■ **THE DATA**
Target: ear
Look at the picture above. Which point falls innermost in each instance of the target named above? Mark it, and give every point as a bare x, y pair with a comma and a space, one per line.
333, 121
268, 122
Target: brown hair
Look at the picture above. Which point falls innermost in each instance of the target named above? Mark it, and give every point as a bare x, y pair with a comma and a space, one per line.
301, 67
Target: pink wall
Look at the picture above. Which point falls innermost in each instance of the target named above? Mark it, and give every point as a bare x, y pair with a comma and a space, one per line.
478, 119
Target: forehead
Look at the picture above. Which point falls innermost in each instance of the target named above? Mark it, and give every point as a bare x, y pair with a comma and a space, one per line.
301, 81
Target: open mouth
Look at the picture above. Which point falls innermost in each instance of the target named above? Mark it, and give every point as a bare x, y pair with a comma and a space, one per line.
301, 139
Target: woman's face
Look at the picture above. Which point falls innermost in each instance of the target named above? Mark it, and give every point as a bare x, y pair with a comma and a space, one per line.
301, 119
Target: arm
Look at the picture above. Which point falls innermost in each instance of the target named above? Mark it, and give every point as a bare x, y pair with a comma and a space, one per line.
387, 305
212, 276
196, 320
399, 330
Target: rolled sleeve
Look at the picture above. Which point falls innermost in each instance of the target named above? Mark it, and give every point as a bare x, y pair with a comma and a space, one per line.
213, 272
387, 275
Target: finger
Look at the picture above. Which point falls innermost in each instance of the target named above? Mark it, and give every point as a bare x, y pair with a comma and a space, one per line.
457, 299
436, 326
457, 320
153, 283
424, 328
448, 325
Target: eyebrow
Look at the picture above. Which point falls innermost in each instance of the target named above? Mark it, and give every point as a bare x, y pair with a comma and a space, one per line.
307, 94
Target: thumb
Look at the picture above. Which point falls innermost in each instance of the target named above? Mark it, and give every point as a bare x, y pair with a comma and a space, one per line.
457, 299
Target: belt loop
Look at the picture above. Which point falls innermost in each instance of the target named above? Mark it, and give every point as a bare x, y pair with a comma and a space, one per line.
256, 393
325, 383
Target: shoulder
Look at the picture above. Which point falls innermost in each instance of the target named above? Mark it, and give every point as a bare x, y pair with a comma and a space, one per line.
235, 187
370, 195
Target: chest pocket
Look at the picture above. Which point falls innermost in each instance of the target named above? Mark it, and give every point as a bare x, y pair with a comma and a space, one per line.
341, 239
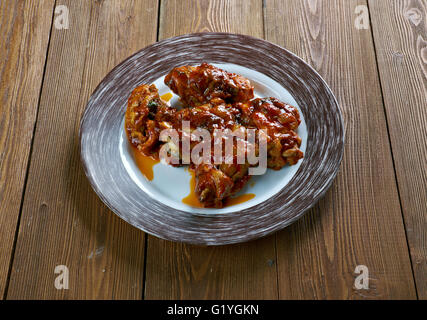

■ **PROMPT**
Turn every line of the records above into a numbered list, skipping blank lines and leaving out the picture.

■ **SOLUTION FOR THIS TASK**
1. Target: ear
2. Look at the picture above. Which point falls innermost in each instance of the target named above? Mark it, and give every point as a bare x, y pair with a comma and a space, one per line.
3. 333, 121
4. 268, 122
5. Target: brown hair
6. Look at the picture above. Which point falls innermost in each instance of the target named above? Mark it, and give every point as a bare x, y pair with a comma and a space, one per line.
7. 301, 67
8. Target: pink wall
9. Look at the picture above. Which point falls innermost in each instance of the target named above? Mark it, and give every point as a bare x, y pair with a comma and a space, one per line.
10. 478, 119
11. Target: forehead
12. Look at the picture above. Which point falls innermost in each instance of the target named above? Mark it, and give every point as a bare x, y pair with a comma and a space, one per line.
13. 301, 81
14. Target: open mouth
15. Look at the picture above. Which point falls innermost in each instance of the target named above? Mark it, and give every point as a bare x, y pair with a comma and a space, one per line.
16. 301, 139
17. Target: woman's face
18. Look at the picture above. Which point falls innermost in each instance of the target named above? Mark it, and give every point as a bare x, y pair with a comma and a space, one per line.
19. 301, 119
20. Target: arm
21. Look at the picture above. Which point falls innermost in each instance of the target named above? Mark it, and give every point as a bare x, y pair with a comma and a space, one per line.
22. 387, 305
23. 212, 276
24. 196, 320
25. 399, 330
26. Target: rolled sleeve
27. Look at the picture above. Which point falls innermost in each instance of the target named above? Mark it, and give every point as a bare x, y pair with a comma and a space, one per line.
28. 213, 272
29. 387, 275
30. Target: finger
31. Look at the picture above. Which point falls innermost in each instance of the target named above? Mark it, and give every point as a bare x, y pair with a comma and a space, one per line.
32. 457, 299
33. 436, 326
34. 457, 320
35. 153, 283
36. 424, 328
37. 448, 325
38. Target: eyebrow
39. Look at the picture above. Which point falls innermost in each instance of the target named above? Mark it, and give every point as a bare x, y pair with a comma and a space, one per line.
40. 307, 94
41. Target: thumb
42. Look at the picture above. Which point falls innermost in each instance of the target named above? Mark it, and give every point as a bare x, y pair with a comma and a space, one per line.
43. 457, 299
44. Target: belt loop
45. Look at the picture above. Which point falls innermost in each instance of the target named above? Mark it, and give every point as a bare x, y pair with a comma and a space, one per line.
46. 256, 393
47. 325, 383
48. Target: shoulder
49. Look at the picture above. Which point falls innermost in each instance of the target named above? Mark it, and give every point as a bare x, y pair with a comma and a space, one per line.
50. 235, 187
51. 370, 195
52. Target: chest pocket
53. Look at the picture above. Which point falls innermost in each instance of the target named above? Mark it, and give every point as a bare x, y pair with a comma and a space, one per line.
54. 341, 239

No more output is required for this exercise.